» **DOCUMENT PASSAGE**
On May 25, 2020, George Floyd, a 46-year-old black man, died in the custody of the Minneapolis police when a white police officer, Derek Chauvin, knelt on his neck for nine minutes while Floyd was handcuffed and lying face down on the street. Officer Chauvin continued kneeling on Floyd’s neck for at least three minutes after he had stopped breathing.

Floyd’s death triggered massive worldwide protests against police brutality and racism, and all four officers were arrested and charged with felonies. The case has triggered discussions in legal circles about reforming the police and limiting the application of the doctrine of qualified immunity, which protects officers from personal liability for actions performed in the line of duty.

What Is Police Brutality? Section 1983 and the Use of Excessive Force by Police Officers

The term “Section 1983” refers to the Civil Rights Act of 1871, passed in the aftermath of the Civil War, which allows people whose constitutional rights have been violated by government officials to sue those officials in civil court for money damages, including personal injury damages and wrongful death damages. Actions are typically brought under the Fourth Amendment to the US constitution, which prohibits unreasonable search and seizure.

Section 1983 has been amended and reinterpreted several times in its history, and it has often been used as a legal weapon to fight police brutality against ordinary citizens, particularly citizens of minority ethnic groups.  Section 1983 cannot be used against a private citizen acting in his personal capacity – even if that citizen happens to be a government official – but only against someone acting “under the color of law” such as an on-duty police officer.

Excessive Force 1983 Cases

Stewart Jones Hacker Murphy has represented a number of clients who have been victimized by the police, including:

Exactly How Much Force Is Considered “Excessive”?

The answer to this question is necessarily vague since it must apply to any officer using force under any circumstances. The general standard is that an officer uses excessive force when he used more force than a hypothetical “reasonable officer” would have used under identical circumstances. This definition begs the questions, however, of exactly what a “reasonable” officer would have done under this or that circumstance.

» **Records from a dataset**
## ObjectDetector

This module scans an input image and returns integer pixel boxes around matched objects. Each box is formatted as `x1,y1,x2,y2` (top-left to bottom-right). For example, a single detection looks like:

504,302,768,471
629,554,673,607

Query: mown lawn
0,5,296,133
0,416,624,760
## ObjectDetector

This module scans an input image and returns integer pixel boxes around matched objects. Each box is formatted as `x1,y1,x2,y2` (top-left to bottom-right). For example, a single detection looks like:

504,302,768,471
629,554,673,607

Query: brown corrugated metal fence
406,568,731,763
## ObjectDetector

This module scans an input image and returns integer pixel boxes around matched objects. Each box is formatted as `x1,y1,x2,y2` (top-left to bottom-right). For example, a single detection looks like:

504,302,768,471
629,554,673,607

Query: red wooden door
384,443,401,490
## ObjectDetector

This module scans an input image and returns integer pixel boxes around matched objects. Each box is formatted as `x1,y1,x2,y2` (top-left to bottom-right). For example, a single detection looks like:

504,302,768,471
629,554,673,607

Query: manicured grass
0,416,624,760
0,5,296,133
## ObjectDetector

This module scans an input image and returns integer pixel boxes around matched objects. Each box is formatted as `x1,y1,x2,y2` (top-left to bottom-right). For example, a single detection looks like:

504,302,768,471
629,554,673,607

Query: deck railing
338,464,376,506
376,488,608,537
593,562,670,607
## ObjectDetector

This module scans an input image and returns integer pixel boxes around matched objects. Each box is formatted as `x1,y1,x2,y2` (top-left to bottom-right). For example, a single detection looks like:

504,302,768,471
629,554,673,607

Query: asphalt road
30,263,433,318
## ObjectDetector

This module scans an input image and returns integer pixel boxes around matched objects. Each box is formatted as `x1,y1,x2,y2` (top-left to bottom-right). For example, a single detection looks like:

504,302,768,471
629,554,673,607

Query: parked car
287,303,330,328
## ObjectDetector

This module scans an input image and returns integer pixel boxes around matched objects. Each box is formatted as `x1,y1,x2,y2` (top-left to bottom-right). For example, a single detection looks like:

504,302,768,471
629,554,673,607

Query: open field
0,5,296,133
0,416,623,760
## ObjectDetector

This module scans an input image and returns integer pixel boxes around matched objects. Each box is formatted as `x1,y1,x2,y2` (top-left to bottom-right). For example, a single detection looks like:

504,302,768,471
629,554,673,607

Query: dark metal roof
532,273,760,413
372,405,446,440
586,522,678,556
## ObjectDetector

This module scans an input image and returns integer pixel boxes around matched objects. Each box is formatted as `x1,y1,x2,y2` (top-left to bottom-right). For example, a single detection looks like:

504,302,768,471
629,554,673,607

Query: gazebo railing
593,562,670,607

» **TASK OBJECTIVE**
According to the passage on Section 1983 and police brutality, which amendment to the US constitution are Section 1983 actions typically brought under?

» **RESPONSE TO THE TASK**
The Fourth Amendment, which prohibits unreasonable search and seizure.